**Do this:** Please copy every one of the records below without changing anything.

======== Provided entries

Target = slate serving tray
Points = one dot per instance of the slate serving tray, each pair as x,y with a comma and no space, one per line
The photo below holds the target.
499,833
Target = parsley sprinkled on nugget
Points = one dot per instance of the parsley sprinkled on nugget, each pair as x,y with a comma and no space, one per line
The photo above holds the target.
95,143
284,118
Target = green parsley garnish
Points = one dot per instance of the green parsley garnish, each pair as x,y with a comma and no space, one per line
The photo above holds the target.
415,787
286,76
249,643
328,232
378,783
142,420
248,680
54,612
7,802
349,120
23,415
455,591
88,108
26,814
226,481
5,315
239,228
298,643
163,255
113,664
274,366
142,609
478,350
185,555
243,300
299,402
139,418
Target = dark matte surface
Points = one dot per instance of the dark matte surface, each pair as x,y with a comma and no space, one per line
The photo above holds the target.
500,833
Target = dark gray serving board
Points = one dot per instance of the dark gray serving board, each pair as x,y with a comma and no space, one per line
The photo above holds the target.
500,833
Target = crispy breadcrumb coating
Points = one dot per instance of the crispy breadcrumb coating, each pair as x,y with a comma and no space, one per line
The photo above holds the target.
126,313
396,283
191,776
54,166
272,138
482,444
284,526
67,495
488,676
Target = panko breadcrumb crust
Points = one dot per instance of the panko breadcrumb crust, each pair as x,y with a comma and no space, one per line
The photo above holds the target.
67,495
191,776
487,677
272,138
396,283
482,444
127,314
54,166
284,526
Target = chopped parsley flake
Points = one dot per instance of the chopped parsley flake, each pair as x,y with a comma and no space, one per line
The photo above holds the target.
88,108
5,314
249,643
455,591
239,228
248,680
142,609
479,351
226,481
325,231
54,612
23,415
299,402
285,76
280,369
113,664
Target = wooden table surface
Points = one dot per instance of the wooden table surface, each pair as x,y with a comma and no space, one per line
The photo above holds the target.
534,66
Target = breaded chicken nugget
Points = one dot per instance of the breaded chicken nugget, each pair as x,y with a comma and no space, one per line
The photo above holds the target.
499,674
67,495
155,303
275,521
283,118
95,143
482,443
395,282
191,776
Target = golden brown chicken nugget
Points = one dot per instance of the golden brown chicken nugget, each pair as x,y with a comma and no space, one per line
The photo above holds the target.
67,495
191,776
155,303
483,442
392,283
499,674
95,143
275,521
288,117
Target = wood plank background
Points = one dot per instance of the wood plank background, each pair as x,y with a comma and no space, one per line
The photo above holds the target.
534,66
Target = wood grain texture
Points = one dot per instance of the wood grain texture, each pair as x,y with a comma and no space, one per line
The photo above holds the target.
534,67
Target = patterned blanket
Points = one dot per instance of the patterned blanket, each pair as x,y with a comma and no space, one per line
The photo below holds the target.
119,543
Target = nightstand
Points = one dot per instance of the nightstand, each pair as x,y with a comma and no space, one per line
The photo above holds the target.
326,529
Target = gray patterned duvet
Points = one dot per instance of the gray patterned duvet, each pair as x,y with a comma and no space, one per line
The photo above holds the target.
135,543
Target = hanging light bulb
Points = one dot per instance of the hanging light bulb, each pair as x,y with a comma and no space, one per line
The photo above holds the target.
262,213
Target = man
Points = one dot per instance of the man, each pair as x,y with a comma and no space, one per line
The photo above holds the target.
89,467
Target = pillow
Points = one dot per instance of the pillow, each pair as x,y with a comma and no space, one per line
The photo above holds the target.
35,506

================

**Expected answer:**
Target = slate serving tray
Points = one dot per instance of the slate serving tray, each pair as x,y with a comma and no space, one per line
The photo below holds the target.
499,833
Target = parsley sprinkled on nugget
Points = one dot per instance of the parsley sprinkled on nugget, each pair as x,y with a comma and no space, one per line
The photo above holds the target.
95,143
284,118
Target = green parsley garnish
Points = one dot per instance of the green parsley garnish, each pair as x,y with a comma and no space, one per line
The photo above holds the target.
415,787
286,76
249,643
328,232
378,783
142,420
248,680
54,612
7,802
349,120
23,415
455,591
88,108
26,814
226,481
5,315
239,228
298,643
163,255
113,664
274,366
142,609
478,350
185,555
243,300
299,402
139,418
Target = dark matte surface
Points = one dot per instance of the dark matte surface, each pair as x,y with a comma and no space, one per line
The photo above holds the target.
500,833
Target = dark gray serving board
Points = one dot per instance of the dark gray serving board, each pair as x,y with a comma and no space, one per line
The photo above holds the target.
500,833
Target = crispy breadcrumb coating
Points = one dot per instance of the crispy breadcrumb coating, each pair as x,y with a comma and no space, one per line
The photo above holds the target.
126,313
396,283
191,776
54,166
272,138
482,444
284,526
67,495
488,676
Target = panko breadcrumb crust
Points = one dot per instance of the panko breadcrumb crust, each pair as x,y with a comma and no space, one per line
The photo above holds the target.
67,495
191,776
487,677
272,138
396,283
482,444
127,314
54,166
284,526
Target = chopped parsley flake
Points = one dot per instance of the chopped parsley flake, each pair as x,y with a comma and no space, one per line
The photo above holds the target.
88,108
5,314
249,643
455,591
239,228
248,680
142,609
479,351
226,481
325,231
54,612
23,415
299,402
285,76
280,369
113,664
Target = wooden table surface
Points = one dot per instance of the wooden table surface, each pair as x,y with a comma and no space, one per line
The photo above holds the target.
534,66
Target = breaded chicken nugget
Points = one dot per instance of the breaded chicken nugget, each pair as x,y with a comma and no space, one per line
The photo above holds the target.
499,674
67,495
155,303
275,521
283,118
95,143
482,443
395,282
191,776
Target = golden brown chicken nugget
Points = one dot per instance of the golden brown chicken nugget, each pair as x,y with a comma and no space, one per line
The photo above holds the target.
67,495
191,776
155,303
483,442
392,283
499,674
95,143
275,521
288,117
Target = wood plank background
Points = one dot per instance of the wood plank background, each pair as x,y with a comma and no space, one per line
The photo above holds the target.
534,66
Target = wood grain texture
Points = one dot per instance of the wood grain texture, each pair as x,y with a comma and no space, one per line
The photo above holds the target.
534,67
Target = patterned blanket
Points = one dot per instance of the patterned blanket, each pair as x,y with a comma and no space, one per line
The photo below holds the target.
119,543
Target = nightstand
Points = one dot per instance of the nightstand, each pair as x,y with a comma and no space, one per line
The photo above holds the target.
326,529
Target = gray patterned duvet
Points = one dot per instance of the gray patterned duvet, each pair as x,y with a comma and no space, one per line
The photo above holds the target.
135,543
Target = hanging light bulb
Points = one dot per instance of the hanging light bulb, each pair as x,y with a comma and no space, one per line
The photo above holds the target.
262,213
Target = man
Points = one dot per instance of the man, each pair as x,y with a comma and no space, one per line
The photo above holds the target.
89,467
Target = pillow
Points = one dot per instance of the pillow, each pair as x,y with a comma and no space, one per line
The photo above holds the target.
35,506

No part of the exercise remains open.